■ **GIVEN INFORMATION**
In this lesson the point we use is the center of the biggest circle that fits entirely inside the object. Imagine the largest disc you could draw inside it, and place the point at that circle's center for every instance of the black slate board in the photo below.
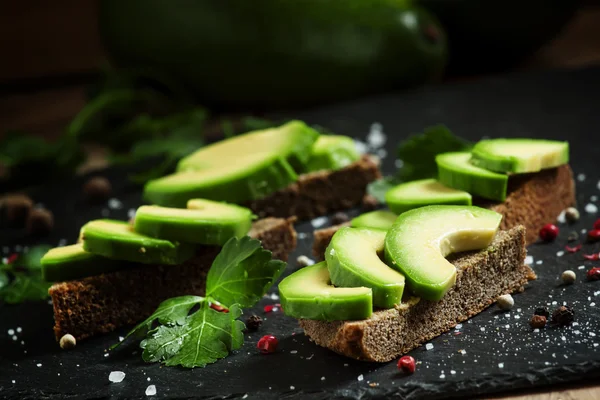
(500, 350)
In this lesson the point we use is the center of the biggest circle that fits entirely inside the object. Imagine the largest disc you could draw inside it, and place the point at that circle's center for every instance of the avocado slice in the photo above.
(73, 262)
(251, 176)
(291, 141)
(519, 155)
(379, 219)
(353, 261)
(456, 171)
(308, 294)
(424, 192)
(117, 240)
(332, 152)
(203, 222)
(421, 238)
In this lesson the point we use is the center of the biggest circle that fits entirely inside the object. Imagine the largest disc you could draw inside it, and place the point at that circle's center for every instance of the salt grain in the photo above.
(150, 390)
(117, 377)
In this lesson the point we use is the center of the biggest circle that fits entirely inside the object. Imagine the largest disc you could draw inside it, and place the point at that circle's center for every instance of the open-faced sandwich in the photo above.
(120, 272)
(392, 280)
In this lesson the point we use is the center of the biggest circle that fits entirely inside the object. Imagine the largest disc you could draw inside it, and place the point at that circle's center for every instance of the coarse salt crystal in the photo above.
(150, 390)
(116, 376)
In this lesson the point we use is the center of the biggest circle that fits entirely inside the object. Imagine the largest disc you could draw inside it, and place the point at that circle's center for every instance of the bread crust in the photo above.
(481, 278)
(100, 304)
(533, 200)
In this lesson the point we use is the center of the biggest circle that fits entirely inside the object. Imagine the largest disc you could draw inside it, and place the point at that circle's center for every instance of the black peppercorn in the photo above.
(339, 218)
(563, 315)
(253, 323)
(542, 311)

■ **GIVEN REQUEST**
Reproduce every line above word for word, and leave out the pictures.

■ **COMPLETE OUTPUT**
In this lesson the point we use is the center of the biggest circle that fits entirely inside the object. Imagine the largest disc you could draw inside it, and place the point at that circle's center for every instance of the black slate board in the photo below.
(500, 350)
In this lesson the point we use is the center of the biggest circle that fits entirely inside the object. Imagine the largest disc you could draw inside it, and place the point at that circle's center for every instance of the avocado slice in the photo above.
(73, 262)
(251, 176)
(291, 141)
(519, 155)
(379, 219)
(353, 261)
(456, 171)
(308, 294)
(424, 192)
(117, 240)
(332, 152)
(203, 222)
(421, 238)
In this lesson the point we use is the center of the biggest circle that fits entirely inside the object. Imagine the largest disc you could draw inside it, and place the point at that circle's center for every instance of the salt grain in the photo above.
(150, 390)
(117, 377)
In this lesson the point we use is the center of the biggest circle that fits entirely inside the object. Imagine the largest disc you could draw inside it, and place the point at that circle's center for every instance of the open-faced sandwich in the photo above.
(120, 272)
(392, 280)
In this lesson the point we use is the center of the biggest circle that fits entirely inside the object. Imagine the largest disc you could draw inside it, and place the point at that circle's center for every instance of the coarse salt crystal in the photo above.
(150, 390)
(116, 376)
In this lesson the point we use is the center of the biggest circle that fits entirely inside the object. Imagine the largest disc you could draw inside it, and place the point at that circle's center for every instance of the bread crust in the photo above.
(481, 278)
(100, 304)
(533, 200)
In this lesson the point we use is the center of the biggest circle that fits entirely inside the object. Imagine the largest disc you could draw inside it, and place the point at that circle's center for every instance of the black peppercorn in the photo above.
(339, 218)
(563, 315)
(253, 323)
(542, 311)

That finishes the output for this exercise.